-------- SUPPLIED DATA --------
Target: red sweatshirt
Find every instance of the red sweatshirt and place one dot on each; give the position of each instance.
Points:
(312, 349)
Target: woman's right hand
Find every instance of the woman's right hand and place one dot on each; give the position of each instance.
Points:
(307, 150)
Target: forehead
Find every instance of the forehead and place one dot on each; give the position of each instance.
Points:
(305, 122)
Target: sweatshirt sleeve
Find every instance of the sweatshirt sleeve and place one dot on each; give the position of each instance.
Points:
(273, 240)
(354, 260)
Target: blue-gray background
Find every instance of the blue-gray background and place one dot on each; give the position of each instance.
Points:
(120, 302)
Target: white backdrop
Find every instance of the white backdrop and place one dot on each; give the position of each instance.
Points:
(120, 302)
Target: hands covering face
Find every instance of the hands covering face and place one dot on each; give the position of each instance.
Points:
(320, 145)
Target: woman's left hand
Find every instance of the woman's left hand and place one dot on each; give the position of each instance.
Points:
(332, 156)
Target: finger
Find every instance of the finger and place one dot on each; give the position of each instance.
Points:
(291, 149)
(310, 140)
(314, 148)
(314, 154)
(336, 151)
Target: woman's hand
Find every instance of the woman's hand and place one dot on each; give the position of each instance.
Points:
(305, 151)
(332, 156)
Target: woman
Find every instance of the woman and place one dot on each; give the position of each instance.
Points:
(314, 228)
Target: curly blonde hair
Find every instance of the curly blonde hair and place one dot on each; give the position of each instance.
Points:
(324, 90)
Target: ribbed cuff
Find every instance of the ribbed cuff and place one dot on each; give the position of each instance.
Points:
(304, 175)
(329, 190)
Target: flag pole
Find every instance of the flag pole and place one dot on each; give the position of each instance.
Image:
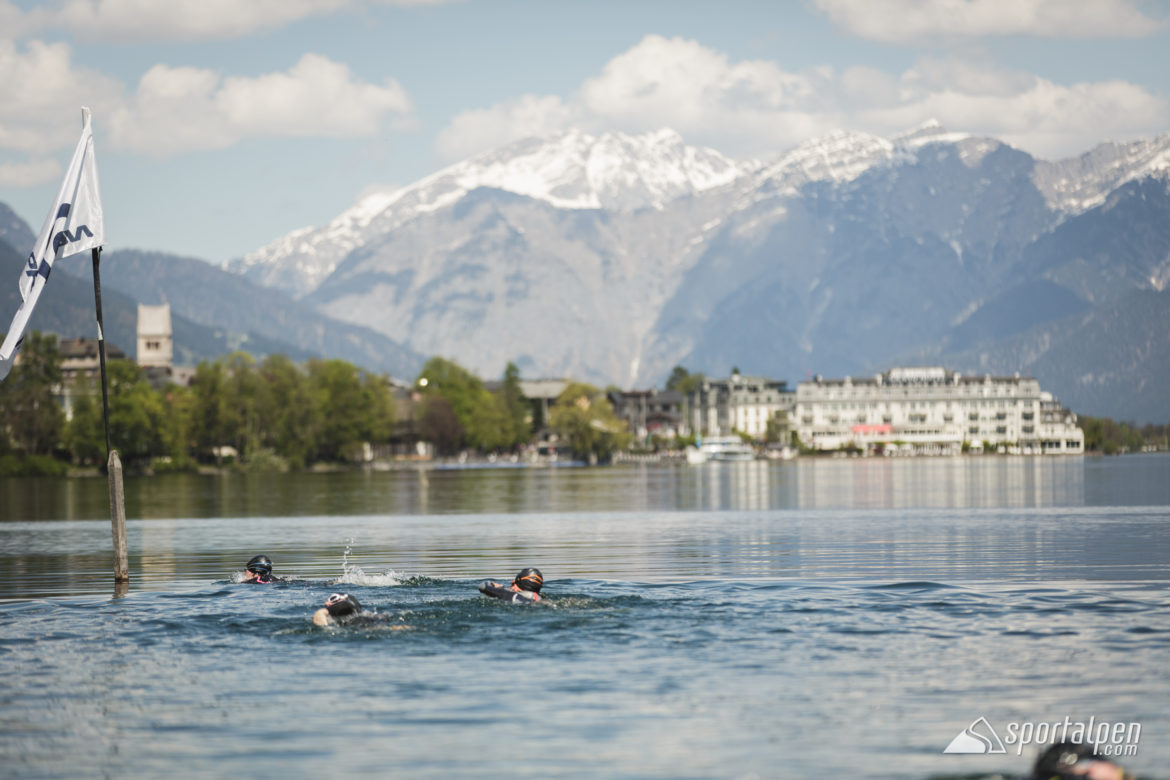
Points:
(96, 254)
(112, 462)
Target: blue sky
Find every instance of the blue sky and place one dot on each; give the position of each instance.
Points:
(224, 124)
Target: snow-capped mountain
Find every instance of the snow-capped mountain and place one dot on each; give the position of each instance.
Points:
(569, 171)
(613, 259)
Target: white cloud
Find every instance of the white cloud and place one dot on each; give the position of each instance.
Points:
(755, 108)
(482, 129)
(181, 109)
(41, 92)
(900, 21)
(28, 174)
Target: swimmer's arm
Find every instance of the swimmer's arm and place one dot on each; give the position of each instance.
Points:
(496, 591)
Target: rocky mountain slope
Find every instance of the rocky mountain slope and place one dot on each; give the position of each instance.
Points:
(614, 259)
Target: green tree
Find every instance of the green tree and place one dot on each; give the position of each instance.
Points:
(337, 398)
(516, 407)
(683, 381)
(242, 384)
(211, 425)
(137, 418)
(85, 432)
(585, 419)
(439, 425)
(288, 415)
(486, 422)
(34, 418)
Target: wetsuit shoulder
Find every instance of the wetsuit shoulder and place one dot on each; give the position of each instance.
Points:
(508, 594)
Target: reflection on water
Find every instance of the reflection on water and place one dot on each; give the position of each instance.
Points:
(821, 618)
(993, 518)
(807, 483)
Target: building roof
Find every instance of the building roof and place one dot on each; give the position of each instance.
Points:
(155, 321)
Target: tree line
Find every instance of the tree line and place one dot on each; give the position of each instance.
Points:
(274, 413)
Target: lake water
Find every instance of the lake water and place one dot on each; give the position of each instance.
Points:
(806, 619)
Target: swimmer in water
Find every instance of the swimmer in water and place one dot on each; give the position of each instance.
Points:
(342, 608)
(525, 587)
(259, 571)
(338, 606)
(1075, 761)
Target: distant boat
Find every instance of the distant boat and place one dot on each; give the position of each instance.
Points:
(721, 448)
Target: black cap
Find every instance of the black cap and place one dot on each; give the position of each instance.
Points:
(261, 565)
(1060, 760)
(342, 604)
(530, 579)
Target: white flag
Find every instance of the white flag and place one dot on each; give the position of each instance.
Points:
(74, 225)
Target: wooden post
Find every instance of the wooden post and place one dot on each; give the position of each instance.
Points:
(118, 518)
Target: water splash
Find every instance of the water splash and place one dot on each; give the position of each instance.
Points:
(352, 573)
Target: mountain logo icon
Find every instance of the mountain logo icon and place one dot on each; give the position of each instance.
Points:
(977, 738)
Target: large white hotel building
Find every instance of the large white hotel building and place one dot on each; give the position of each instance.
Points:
(931, 409)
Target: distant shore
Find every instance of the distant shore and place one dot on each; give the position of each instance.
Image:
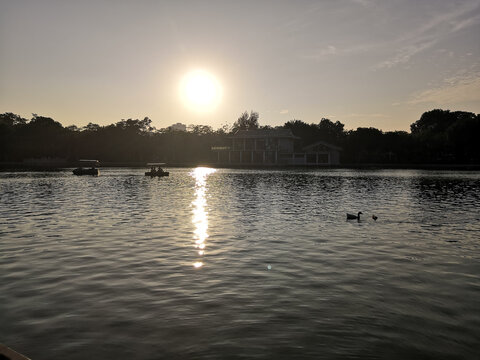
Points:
(59, 166)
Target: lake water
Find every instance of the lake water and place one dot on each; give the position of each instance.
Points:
(215, 264)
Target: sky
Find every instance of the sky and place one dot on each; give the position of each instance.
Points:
(365, 63)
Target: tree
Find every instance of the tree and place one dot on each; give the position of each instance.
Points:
(246, 122)
(331, 131)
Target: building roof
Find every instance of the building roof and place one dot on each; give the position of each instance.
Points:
(330, 146)
(264, 133)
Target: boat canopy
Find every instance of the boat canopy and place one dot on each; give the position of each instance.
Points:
(155, 164)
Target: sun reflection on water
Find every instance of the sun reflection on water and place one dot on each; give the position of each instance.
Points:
(200, 215)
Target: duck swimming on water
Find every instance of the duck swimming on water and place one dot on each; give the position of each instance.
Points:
(354, 217)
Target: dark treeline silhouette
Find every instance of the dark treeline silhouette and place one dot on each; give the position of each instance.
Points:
(438, 137)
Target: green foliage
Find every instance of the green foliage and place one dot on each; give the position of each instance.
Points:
(246, 122)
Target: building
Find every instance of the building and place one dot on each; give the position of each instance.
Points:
(273, 147)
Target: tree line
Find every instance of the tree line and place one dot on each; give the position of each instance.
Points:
(438, 137)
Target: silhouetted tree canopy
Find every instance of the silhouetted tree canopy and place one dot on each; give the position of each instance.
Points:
(439, 136)
(246, 122)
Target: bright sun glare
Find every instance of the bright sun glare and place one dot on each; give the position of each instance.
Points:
(200, 91)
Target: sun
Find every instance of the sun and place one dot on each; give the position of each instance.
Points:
(200, 91)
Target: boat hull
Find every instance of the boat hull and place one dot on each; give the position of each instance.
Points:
(81, 171)
(152, 174)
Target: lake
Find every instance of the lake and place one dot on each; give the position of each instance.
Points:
(237, 264)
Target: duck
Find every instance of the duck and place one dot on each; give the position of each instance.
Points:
(354, 217)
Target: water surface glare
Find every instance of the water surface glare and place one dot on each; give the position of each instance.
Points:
(215, 264)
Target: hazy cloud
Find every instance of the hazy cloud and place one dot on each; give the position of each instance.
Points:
(453, 91)
(429, 34)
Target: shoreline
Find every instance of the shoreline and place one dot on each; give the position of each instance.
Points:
(61, 166)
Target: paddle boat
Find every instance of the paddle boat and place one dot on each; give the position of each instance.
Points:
(354, 217)
(87, 167)
(156, 170)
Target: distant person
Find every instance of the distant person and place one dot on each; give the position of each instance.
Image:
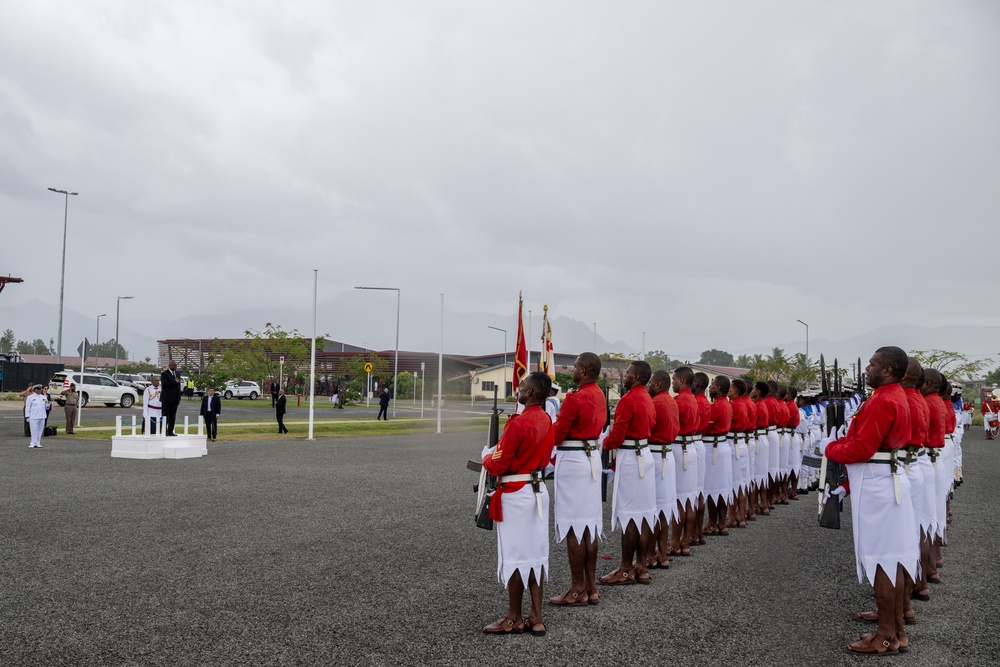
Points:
(36, 410)
(383, 404)
(170, 395)
(280, 411)
(72, 397)
(211, 408)
(552, 403)
(152, 406)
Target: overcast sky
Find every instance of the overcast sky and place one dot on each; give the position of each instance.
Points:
(705, 172)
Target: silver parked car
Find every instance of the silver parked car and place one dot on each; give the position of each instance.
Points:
(95, 388)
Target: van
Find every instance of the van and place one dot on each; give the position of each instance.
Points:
(95, 387)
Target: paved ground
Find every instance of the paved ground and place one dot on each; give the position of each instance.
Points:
(236, 410)
(363, 551)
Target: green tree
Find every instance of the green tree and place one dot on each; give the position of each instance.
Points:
(954, 365)
(715, 357)
(257, 357)
(7, 341)
(565, 381)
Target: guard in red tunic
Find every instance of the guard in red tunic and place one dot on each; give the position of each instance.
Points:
(718, 457)
(795, 444)
(775, 418)
(579, 514)
(686, 462)
(919, 423)
(698, 388)
(661, 443)
(762, 459)
(935, 441)
(881, 509)
(633, 507)
(741, 454)
(520, 505)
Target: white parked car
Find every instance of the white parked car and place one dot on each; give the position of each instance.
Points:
(242, 389)
(95, 387)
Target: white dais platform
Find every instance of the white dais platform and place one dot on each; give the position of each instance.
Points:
(186, 445)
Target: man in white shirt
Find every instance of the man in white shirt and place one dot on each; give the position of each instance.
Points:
(35, 411)
(152, 408)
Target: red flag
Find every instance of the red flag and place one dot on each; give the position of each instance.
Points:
(521, 352)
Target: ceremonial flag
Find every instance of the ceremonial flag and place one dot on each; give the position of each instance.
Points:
(548, 356)
(521, 351)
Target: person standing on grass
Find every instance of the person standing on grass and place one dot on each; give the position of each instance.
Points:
(383, 404)
(72, 397)
(211, 408)
(279, 410)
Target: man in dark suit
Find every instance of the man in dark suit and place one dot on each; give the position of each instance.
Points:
(170, 395)
(211, 408)
(279, 410)
(383, 404)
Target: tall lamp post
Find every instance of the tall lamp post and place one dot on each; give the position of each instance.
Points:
(62, 280)
(395, 370)
(118, 312)
(97, 341)
(807, 348)
(504, 359)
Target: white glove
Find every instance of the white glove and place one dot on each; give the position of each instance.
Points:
(840, 492)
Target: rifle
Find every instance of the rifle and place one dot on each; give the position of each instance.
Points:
(487, 482)
(830, 472)
(605, 453)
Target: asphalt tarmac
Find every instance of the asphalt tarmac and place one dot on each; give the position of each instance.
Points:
(364, 551)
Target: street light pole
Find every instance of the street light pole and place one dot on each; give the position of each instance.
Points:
(395, 370)
(504, 359)
(118, 311)
(97, 341)
(62, 280)
(807, 350)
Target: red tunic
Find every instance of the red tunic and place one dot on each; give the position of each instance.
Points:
(721, 418)
(793, 414)
(582, 414)
(525, 446)
(935, 432)
(739, 414)
(704, 412)
(763, 416)
(634, 418)
(920, 417)
(883, 422)
(775, 414)
(751, 409)
(667, 424)
(687, 412)
(950, 418)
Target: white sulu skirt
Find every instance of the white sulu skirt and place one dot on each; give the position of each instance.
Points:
(883, 528)
(634, 495)
(578, 495)
(666, 484)
(523, 536)
(719, 472)
(686, 473)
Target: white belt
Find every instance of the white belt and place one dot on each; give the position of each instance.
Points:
(527, 477)
(581, 445)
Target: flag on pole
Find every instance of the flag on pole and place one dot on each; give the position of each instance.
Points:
(521, 351)
(548, 356)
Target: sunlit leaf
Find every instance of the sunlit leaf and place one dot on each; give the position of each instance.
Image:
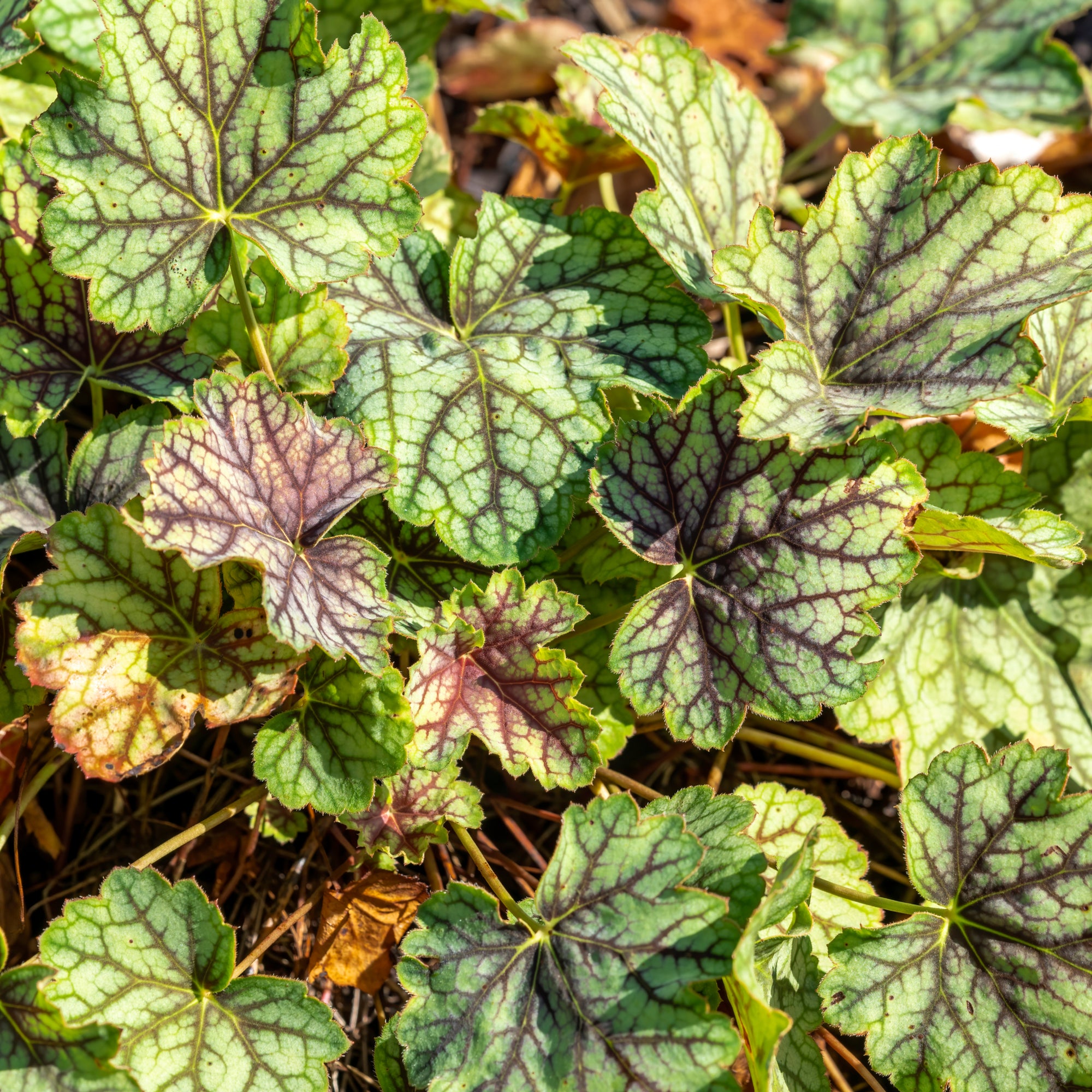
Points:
(488, 389)
(345, 730)
(135, 643)
(716, 151)
(782, 556)
(906, 67)
(599, 998)
(784, 817)
(410, 810)
(304, 336)
(157, 962)
(995, 995)
(255, 132)
(905, 293)
(108, 467)
(484, 671)
(259, 479)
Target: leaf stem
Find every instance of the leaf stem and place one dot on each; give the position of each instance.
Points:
(608, 195)
(734, 331)
(97, 402)
(38, 784)
(491, 877)
(198, 829)
(820, 755)
(248, 314)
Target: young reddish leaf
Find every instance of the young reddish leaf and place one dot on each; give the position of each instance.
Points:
(135, 644)
(483, 670)
(360, 925)
(258, 479)
(782, 556)
(410, 810)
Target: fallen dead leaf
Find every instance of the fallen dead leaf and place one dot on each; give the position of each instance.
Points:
(361, 924)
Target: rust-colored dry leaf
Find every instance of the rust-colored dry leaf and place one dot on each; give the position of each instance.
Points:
(360, 927)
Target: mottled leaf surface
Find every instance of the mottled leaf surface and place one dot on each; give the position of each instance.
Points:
(906, 66)
(569, 146)
(136, 646)
(965, 659)
(49, 345)
(410, 810)
(996, 996)
(484, 671)
(905, 293)
(784, 818)
(484, 379)
(717, 153)
(345, 730)
(108, 467)
(1062, 390)
(254, 130)
(598, 999)
(304, 336)
(157, 962)
(782, 556)
(259, 479)
(976, 505)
--------
> [THE TASK]: Search the listing for the word "reddish", and copy every line in which it is found.

> [WRITTEN SOLUTION]:
Target: young reddish leaf
Find every instance of the young reddish leaf and place one dot on each; give the position of each instance.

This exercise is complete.